* [TASK OBJECTIVE]:
Convert the lines from the one containing "short black hair." through the one containing "236], [403, 253]]" into a two-column CSV with the headers instruction and polygon. Give one row for each outline text and its coordinates, with each value in a single quoted field and line breaks replaced by spaces.

Segmentation labeling entries:
»»

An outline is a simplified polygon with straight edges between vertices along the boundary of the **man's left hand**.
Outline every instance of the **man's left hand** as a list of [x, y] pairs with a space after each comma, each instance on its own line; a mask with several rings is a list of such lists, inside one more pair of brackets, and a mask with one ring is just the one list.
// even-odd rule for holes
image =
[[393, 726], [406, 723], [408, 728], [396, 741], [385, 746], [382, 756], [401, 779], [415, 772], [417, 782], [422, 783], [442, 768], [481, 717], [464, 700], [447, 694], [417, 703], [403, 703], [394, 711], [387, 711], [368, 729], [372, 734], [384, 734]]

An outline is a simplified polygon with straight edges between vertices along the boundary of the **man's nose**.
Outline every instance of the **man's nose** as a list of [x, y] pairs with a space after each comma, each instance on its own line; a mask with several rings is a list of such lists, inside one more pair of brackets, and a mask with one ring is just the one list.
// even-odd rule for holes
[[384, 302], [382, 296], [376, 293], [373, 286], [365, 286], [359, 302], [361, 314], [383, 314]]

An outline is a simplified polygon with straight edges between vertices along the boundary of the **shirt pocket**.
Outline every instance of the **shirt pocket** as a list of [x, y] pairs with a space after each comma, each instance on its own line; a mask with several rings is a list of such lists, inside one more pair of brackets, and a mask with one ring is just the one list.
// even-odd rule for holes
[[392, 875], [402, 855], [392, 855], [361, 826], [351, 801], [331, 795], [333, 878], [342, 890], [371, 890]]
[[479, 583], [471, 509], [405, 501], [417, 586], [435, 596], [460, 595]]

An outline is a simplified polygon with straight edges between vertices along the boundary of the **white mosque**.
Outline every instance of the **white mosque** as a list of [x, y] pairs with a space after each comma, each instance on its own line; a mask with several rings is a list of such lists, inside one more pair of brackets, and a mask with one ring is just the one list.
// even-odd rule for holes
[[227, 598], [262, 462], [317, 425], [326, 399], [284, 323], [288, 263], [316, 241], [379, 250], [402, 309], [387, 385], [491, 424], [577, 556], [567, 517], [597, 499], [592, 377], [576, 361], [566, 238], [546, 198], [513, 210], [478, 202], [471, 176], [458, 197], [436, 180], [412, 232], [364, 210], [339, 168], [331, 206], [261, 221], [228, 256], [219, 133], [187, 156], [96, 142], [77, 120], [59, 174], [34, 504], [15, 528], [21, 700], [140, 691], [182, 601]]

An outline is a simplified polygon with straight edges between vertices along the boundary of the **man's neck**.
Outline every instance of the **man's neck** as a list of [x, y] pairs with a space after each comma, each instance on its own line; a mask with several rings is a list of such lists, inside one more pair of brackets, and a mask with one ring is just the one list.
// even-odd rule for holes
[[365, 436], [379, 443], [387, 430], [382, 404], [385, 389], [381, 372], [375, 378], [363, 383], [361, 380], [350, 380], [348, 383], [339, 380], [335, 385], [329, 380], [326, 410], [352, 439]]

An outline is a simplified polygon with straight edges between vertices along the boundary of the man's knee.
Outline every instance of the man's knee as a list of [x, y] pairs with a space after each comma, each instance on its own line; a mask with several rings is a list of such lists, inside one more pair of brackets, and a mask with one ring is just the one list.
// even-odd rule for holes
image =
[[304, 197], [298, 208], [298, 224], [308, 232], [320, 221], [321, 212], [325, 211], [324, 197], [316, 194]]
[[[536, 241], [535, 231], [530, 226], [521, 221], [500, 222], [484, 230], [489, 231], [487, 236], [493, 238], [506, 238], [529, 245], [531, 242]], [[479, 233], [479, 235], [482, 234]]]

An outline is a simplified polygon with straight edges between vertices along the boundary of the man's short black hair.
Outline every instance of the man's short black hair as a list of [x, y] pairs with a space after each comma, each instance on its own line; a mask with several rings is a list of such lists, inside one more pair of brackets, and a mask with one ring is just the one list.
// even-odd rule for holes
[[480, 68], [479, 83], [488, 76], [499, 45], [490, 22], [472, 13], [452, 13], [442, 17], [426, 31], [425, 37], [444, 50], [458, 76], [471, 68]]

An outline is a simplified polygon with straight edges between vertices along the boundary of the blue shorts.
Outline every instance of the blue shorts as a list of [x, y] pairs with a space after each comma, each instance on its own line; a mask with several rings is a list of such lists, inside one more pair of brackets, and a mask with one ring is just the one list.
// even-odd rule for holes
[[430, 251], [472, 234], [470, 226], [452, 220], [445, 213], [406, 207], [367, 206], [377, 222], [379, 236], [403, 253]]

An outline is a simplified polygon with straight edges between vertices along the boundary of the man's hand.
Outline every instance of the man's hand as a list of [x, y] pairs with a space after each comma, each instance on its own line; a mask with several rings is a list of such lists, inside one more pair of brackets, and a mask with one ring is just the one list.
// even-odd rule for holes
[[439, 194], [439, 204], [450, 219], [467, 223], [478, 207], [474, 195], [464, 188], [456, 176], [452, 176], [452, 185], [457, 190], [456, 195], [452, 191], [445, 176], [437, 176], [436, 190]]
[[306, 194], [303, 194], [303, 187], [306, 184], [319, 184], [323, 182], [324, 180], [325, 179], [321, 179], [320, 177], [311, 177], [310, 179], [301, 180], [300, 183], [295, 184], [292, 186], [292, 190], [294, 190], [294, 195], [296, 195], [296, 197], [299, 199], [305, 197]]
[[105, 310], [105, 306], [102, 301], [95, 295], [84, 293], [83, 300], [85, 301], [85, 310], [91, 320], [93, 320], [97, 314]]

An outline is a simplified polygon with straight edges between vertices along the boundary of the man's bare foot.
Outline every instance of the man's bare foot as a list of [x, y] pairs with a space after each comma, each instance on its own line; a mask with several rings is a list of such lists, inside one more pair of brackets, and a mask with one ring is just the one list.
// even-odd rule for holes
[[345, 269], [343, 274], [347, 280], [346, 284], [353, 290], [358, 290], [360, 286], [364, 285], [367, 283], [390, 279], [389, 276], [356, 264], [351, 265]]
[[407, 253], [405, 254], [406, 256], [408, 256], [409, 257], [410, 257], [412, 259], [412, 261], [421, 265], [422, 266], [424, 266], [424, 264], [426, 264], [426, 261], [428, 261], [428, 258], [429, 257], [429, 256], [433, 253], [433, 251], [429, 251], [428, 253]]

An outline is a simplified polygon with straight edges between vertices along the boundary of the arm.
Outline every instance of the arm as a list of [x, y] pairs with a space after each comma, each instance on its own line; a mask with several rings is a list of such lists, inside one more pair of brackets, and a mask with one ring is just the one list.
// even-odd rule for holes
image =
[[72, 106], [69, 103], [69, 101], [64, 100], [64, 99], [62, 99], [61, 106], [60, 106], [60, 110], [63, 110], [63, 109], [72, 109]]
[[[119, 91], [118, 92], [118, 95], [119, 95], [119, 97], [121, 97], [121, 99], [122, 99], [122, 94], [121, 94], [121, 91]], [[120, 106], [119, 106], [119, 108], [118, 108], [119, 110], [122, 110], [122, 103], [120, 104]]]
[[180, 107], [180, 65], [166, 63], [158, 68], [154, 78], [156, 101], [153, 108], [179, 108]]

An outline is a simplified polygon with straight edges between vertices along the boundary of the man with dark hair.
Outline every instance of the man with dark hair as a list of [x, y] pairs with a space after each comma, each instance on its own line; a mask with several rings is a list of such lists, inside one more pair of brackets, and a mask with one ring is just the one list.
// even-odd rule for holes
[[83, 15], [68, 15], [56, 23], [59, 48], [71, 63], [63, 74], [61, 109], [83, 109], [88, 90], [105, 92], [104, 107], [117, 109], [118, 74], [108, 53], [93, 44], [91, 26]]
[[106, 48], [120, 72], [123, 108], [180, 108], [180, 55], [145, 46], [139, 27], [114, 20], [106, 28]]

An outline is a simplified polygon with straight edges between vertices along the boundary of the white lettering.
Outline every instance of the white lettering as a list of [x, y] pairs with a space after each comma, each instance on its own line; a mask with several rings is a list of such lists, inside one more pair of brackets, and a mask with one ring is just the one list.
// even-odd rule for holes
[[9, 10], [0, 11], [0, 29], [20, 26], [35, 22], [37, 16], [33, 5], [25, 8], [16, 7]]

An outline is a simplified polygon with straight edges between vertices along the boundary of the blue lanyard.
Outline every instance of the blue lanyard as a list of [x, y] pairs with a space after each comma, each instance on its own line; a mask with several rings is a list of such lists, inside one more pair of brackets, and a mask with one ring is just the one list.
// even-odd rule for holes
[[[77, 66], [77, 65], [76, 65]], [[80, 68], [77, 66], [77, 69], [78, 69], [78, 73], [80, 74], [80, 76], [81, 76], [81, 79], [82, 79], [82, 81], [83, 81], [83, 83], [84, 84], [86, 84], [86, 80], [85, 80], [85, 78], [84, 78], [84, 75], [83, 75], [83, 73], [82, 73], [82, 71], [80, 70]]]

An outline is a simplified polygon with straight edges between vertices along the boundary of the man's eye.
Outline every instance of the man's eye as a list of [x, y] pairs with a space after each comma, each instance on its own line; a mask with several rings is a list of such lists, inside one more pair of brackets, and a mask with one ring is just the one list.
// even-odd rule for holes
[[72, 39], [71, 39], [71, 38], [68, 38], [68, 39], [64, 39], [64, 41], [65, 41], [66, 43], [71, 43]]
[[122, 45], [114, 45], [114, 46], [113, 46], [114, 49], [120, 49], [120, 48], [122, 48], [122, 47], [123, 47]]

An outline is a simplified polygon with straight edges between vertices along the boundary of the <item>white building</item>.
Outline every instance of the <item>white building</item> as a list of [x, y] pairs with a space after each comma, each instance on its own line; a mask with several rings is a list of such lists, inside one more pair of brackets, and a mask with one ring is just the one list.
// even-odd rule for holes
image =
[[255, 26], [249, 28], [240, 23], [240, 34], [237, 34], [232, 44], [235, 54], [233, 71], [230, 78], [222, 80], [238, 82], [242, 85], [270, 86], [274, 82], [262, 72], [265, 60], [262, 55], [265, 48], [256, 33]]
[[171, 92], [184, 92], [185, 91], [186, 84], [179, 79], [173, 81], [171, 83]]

««

* [RIGHT ANSWER]:
instruction,polygon
"An outline is a simplified polygon with straight edges between vertices along the boundary of the man's short black hair. Outline every instance of the man's short black hair as a list of [x, y] pairs with a space after each comma, each instance on its own line; a mask with several rings is a list of such lists, inside one more pair of brackets, and a mask with one ring is just the one list. // even-odd rule for holes","[[480, 68], [479, 83], [488, 76], [499, 45], [490, 22], [472, 13], [452, 13], [442, 17], [426, 31], [425, 37], [444, 50], [458, 76], [471, 68]]"
"An outline is a simplified polygon with straight edges between vertices along the boundary of the blue shorts. Outline every instance of the blue shorts as a list of [x, y] pairs with a space after each comma, each instance on its own line; a mask with several rings is a list of such lists, inside one more pair of brackets, and a mask with one ring is just the one list. // even-odd rule for holes","[[430, 251], [472, 234], [470, 226], [452, 220], [445, 213], [406, 207], [367, 206], [377, 222], [379, 236], [403, 253]]"